▶ _BRIEF_
Starting at the line that contains "Target: cyclist", transcribe each line exactly through the last line of the data. Include nothing else.

Photo-based referring expression data

_ _ _ _

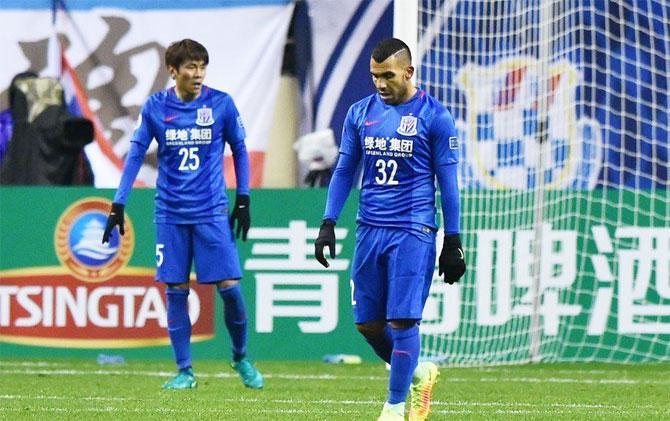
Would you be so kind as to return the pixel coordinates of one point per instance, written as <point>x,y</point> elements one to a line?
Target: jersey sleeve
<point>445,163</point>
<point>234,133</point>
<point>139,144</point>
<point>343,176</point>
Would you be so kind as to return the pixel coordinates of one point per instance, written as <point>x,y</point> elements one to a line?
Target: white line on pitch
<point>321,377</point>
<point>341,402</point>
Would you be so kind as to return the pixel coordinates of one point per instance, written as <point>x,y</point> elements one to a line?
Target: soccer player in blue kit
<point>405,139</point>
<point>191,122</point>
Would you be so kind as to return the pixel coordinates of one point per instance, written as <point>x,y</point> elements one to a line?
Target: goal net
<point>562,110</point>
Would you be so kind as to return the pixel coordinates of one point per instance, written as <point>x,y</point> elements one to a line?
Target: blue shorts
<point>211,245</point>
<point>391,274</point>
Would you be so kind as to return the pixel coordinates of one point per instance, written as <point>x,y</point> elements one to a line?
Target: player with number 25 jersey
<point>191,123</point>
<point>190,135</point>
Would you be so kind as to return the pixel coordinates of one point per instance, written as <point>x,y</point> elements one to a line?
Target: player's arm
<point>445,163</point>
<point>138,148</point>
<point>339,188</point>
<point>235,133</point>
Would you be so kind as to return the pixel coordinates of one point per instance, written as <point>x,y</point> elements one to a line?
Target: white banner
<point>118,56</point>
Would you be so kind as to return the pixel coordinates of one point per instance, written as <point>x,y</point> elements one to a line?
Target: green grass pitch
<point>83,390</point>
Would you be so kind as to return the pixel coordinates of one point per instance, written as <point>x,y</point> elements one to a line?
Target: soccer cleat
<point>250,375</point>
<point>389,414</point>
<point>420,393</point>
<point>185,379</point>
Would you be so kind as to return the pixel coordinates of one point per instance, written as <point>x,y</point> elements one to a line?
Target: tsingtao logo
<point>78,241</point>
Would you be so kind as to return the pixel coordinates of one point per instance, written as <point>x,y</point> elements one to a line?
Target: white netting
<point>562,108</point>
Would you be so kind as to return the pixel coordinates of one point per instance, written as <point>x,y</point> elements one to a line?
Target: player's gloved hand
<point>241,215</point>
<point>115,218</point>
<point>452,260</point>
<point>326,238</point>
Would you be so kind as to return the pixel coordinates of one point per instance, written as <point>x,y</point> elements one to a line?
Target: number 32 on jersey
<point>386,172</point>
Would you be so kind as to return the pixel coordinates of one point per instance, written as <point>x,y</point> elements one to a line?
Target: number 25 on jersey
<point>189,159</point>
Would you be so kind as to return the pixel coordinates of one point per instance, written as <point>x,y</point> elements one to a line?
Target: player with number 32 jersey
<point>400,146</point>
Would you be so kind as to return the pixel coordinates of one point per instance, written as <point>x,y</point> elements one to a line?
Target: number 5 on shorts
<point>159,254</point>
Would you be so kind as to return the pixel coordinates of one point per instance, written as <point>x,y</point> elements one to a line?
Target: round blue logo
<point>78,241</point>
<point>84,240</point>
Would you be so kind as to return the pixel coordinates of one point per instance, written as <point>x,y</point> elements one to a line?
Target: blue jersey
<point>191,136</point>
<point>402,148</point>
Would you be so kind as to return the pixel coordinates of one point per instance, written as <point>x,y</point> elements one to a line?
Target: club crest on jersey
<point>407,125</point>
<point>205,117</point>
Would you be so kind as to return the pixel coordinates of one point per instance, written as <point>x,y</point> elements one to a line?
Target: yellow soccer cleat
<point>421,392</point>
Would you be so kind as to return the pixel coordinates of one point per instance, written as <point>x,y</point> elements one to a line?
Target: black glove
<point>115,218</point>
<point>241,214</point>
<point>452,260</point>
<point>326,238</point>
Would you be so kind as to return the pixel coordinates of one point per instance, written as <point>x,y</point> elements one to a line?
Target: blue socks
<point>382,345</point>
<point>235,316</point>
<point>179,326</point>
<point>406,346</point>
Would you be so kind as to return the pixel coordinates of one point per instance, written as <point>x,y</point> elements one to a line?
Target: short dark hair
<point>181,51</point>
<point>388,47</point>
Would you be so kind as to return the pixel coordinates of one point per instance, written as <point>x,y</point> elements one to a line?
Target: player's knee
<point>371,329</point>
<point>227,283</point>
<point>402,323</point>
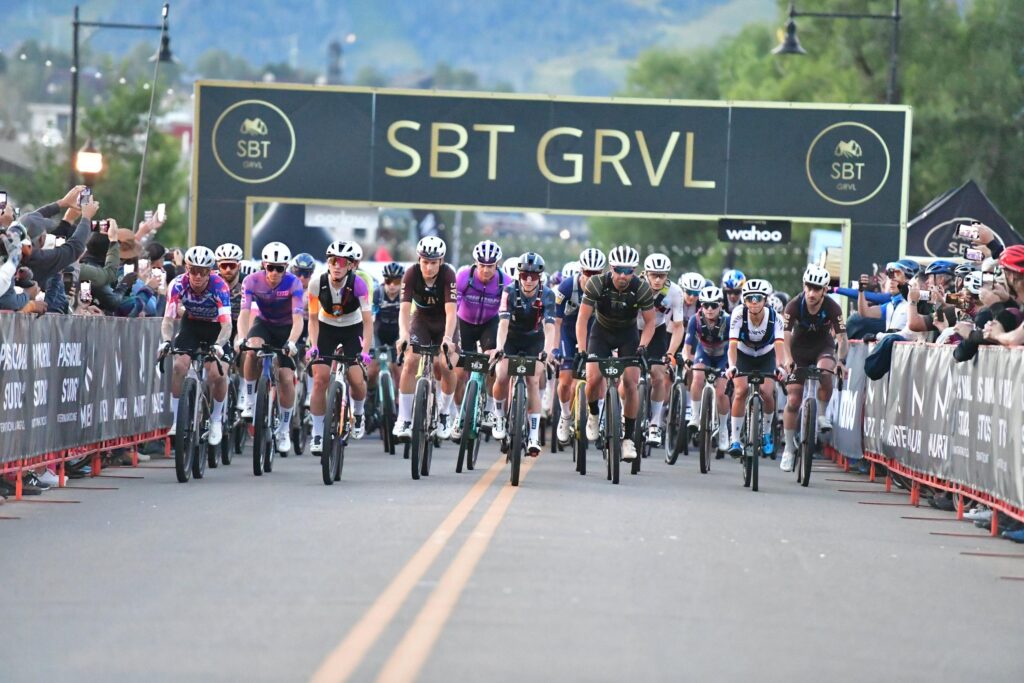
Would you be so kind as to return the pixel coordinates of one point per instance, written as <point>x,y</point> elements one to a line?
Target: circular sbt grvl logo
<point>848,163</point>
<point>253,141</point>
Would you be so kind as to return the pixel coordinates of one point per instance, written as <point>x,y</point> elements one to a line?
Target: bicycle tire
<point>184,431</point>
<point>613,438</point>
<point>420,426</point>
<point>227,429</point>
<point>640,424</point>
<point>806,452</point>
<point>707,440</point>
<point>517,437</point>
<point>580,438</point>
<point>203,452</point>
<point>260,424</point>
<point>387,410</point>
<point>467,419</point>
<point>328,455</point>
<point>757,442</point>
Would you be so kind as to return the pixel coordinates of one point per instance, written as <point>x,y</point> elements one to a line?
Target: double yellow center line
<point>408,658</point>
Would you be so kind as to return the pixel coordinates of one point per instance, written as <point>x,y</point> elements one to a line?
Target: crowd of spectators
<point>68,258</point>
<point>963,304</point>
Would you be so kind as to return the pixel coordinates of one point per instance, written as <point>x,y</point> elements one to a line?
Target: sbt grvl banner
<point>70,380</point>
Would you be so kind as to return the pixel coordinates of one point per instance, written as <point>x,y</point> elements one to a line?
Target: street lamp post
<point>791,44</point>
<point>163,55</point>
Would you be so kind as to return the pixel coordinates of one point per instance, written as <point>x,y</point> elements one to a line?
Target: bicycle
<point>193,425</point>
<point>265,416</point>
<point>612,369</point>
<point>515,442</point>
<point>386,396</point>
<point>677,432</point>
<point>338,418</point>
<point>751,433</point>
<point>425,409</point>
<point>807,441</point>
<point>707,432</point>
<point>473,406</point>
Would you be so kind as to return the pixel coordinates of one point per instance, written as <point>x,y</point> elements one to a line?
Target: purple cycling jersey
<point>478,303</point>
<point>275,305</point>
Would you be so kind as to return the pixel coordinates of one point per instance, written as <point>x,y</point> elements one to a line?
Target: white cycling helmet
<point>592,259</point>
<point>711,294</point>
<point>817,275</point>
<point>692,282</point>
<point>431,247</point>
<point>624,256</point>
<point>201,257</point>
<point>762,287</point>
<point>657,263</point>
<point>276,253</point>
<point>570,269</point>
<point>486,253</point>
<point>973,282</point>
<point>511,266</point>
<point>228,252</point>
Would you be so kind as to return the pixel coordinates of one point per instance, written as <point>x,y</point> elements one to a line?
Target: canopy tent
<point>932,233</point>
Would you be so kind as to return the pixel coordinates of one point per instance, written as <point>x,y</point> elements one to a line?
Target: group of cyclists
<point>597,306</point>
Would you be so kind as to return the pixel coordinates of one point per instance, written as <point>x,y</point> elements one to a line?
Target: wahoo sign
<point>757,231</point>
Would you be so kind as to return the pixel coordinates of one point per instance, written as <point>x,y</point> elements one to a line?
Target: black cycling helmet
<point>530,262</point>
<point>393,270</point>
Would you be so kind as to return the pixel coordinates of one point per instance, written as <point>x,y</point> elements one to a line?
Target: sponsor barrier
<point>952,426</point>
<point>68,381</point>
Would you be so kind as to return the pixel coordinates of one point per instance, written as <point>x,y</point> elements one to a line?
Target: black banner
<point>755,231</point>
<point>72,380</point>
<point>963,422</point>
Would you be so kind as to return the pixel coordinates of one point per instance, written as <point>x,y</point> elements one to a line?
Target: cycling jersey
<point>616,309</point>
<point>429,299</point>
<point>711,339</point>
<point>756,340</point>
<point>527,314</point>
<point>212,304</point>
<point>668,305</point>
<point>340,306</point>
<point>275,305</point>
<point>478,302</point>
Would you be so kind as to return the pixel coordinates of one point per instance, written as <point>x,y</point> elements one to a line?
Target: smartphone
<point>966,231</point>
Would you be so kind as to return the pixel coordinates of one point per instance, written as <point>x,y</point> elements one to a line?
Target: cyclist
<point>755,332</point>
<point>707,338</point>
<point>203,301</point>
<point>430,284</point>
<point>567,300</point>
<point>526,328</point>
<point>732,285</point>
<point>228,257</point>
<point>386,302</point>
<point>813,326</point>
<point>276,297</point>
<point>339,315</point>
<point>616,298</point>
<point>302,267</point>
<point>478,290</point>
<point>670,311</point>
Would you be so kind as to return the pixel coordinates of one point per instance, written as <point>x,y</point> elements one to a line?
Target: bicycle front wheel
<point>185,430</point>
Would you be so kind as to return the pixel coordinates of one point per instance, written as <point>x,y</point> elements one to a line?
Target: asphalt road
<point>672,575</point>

_ _ _ _

▶ _TASK OUTPUT_
Target: cyclist
<point>755,332</point>
<point>707,338</point>
<point>203,301</point>
<point>430,284</point>
<point>567,300</point>
<point>526,328</point>
<point>732,285</point>
<point>228,257</point>
<point>386,302</point>
<point>813,326</point>
<point>276,297</point>
<point>339,315</point>
<point>616,298</point>
<point>302,267</point>
<point>478,290</point>
<point>670,311</point>
Would you be so kind as to return the pixel coordinates of one point per instance, written as <point>x,y</point> elements one to a line?
Target: bicycle front wheel
<point>185,430</point>
Would you be so kind as to return the pixel coordinates of one point per instance, written as <point>x,y</point> elements one to a line?
Target: asphalt road
<point>672,575</point>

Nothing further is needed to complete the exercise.